REQUIRED WORK - Copy the lines below verbatim, beginning with the line that includes "find the drooping petal in the photo above" and continuing to the end; leave out everything before it.

____________________

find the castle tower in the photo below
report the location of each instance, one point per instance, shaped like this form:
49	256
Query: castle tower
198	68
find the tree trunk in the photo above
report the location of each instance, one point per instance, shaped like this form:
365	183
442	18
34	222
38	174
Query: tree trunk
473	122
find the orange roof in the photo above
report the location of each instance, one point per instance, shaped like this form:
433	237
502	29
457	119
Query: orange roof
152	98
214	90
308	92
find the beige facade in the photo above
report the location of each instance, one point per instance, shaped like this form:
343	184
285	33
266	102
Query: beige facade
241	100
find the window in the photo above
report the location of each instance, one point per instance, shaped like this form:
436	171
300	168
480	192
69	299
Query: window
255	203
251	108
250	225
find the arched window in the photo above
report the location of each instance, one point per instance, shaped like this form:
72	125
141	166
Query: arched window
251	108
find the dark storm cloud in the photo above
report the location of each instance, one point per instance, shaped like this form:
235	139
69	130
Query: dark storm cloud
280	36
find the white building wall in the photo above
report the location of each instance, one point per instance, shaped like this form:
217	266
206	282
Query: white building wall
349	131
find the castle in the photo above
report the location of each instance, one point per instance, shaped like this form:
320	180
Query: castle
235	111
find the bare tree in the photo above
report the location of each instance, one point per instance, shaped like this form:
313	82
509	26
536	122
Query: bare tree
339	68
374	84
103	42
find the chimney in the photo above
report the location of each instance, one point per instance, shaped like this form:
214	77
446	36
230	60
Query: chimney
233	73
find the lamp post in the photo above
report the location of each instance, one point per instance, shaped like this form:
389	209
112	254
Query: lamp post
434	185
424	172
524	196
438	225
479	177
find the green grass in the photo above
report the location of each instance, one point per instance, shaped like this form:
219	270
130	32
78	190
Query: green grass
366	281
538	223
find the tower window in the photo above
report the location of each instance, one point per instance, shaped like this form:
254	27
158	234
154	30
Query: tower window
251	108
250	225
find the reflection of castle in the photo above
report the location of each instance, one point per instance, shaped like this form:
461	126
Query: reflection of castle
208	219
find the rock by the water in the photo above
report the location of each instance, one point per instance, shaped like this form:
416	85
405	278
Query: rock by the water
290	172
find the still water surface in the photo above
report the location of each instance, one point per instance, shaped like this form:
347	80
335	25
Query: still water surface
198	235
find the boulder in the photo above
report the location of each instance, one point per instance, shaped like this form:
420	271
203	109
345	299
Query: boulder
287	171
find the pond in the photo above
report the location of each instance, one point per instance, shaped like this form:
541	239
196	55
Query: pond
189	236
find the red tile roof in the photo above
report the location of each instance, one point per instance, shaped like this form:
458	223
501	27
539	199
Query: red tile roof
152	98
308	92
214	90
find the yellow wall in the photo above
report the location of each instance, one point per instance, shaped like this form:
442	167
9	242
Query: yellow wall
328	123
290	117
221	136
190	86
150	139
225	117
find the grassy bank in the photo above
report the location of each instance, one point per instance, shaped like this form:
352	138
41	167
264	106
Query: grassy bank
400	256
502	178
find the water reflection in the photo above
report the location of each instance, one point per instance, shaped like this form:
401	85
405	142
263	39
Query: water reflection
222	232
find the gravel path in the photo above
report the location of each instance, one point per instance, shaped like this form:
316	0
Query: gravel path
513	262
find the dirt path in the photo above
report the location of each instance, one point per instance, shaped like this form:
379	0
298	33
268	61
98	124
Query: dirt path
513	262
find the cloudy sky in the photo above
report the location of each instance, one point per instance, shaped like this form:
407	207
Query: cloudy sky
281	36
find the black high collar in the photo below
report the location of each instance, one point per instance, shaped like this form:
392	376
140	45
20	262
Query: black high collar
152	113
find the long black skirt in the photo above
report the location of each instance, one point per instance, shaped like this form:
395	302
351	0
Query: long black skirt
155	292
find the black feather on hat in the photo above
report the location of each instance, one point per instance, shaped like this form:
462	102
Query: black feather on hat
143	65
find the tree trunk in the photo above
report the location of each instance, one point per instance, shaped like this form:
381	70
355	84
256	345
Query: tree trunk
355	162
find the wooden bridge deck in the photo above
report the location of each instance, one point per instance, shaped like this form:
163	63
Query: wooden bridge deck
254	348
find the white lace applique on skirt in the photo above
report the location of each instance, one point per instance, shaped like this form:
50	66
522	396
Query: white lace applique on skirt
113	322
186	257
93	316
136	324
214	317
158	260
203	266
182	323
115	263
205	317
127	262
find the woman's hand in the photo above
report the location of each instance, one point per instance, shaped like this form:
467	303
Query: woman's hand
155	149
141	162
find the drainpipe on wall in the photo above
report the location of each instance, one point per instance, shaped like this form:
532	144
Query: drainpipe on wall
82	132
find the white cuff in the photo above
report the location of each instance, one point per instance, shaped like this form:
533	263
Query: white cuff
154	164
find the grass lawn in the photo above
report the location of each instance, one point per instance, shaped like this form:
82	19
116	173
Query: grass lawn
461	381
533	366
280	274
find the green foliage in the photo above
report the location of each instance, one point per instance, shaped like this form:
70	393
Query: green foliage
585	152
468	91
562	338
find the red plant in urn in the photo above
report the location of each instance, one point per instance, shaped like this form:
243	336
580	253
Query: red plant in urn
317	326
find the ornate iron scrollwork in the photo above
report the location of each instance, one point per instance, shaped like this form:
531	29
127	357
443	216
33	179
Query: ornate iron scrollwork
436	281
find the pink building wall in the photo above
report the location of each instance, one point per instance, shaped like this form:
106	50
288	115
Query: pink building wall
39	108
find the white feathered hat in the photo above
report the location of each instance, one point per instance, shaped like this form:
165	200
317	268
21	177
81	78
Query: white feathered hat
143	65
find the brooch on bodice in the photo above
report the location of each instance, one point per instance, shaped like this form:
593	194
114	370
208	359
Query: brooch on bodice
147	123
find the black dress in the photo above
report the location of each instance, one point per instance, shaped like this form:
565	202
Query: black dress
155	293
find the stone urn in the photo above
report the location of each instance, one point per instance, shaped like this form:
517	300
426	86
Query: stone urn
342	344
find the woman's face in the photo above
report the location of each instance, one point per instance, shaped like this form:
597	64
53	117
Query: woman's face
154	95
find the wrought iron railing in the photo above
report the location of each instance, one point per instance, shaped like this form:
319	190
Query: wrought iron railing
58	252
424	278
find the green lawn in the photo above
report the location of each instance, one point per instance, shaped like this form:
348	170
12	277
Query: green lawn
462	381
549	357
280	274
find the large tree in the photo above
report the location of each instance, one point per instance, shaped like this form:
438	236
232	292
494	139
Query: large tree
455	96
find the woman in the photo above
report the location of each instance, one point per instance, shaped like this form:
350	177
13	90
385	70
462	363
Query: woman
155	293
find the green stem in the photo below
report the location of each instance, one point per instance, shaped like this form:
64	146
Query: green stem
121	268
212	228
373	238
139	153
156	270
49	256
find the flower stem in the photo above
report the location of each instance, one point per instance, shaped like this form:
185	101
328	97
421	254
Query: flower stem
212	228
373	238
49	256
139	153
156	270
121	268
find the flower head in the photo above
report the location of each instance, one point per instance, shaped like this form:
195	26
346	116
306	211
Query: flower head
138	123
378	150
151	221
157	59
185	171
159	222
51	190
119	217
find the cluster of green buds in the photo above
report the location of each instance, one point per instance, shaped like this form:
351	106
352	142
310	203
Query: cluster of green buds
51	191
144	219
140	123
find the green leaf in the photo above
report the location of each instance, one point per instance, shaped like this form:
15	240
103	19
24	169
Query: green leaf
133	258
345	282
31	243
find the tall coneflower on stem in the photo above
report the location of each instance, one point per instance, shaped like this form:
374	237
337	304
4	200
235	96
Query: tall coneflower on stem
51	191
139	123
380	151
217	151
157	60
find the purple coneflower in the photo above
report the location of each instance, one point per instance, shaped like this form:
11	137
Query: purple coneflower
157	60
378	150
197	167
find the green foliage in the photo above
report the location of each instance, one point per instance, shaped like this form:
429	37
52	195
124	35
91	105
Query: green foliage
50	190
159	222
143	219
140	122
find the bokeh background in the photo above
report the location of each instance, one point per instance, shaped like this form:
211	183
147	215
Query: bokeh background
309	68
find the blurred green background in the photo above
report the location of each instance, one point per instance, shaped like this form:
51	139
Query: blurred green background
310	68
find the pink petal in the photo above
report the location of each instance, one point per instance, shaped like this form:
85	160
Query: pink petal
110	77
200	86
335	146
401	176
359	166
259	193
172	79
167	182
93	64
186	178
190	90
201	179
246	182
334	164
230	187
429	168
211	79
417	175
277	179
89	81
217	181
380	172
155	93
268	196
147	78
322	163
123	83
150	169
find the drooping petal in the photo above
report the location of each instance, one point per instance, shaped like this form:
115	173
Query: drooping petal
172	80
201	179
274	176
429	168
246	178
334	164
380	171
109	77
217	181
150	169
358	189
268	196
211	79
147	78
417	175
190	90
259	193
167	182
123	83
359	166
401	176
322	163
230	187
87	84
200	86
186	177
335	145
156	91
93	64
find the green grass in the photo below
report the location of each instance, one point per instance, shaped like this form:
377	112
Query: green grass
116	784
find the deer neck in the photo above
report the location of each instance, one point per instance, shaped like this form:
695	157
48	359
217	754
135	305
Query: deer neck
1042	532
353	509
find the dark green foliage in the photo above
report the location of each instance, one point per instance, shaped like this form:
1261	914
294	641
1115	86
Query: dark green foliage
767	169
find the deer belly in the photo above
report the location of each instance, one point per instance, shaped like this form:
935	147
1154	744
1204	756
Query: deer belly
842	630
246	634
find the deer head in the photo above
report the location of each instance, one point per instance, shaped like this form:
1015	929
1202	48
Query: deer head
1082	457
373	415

____________________

WRITTEN RESPONSE -
find the drooping petal in the photo above
report the location of each instance, one point per instance, shaped like this form:
115	173
Query: drooping petal
172	80
201	179
274	176
429	168
246	178
334	164
380	171
109	77
217	181
150	169
358	189
268	196
211	79
147	78
417	175
190	90
259	193
167	182
123	83
359	166
401	176
322	163
230	187
87	84
200	86
186	177
335	145
156	91
93	64
find the green grass in the photo below
report the location of each instance, one point per instance, shaped like this form:
377	112
Query: green grass
116	784
find the deer neck in the photo above
report the location of each instance, one point per instance, shaped like this form:
695	157
48	359
217	754
135	305
Query: deer neck
1042	532
353	509
find the dark green foliage in the photo above
report the location of each instance, one point per instance, shaped like this form:
1261	914
294	641
1115	86
Query: dark green foliage
767	169
find the deer belly in the photo above
report the location of each instance, one point per instance, shaped like this form:
935	147
1154	744
1204	756
Query: deer belly
842	630
246	634
find the deer head in the photo above
report the location of each instance, one point per instance, shaped like this form:
1015	929
1202	48
Query: deer head
1082	457
373	415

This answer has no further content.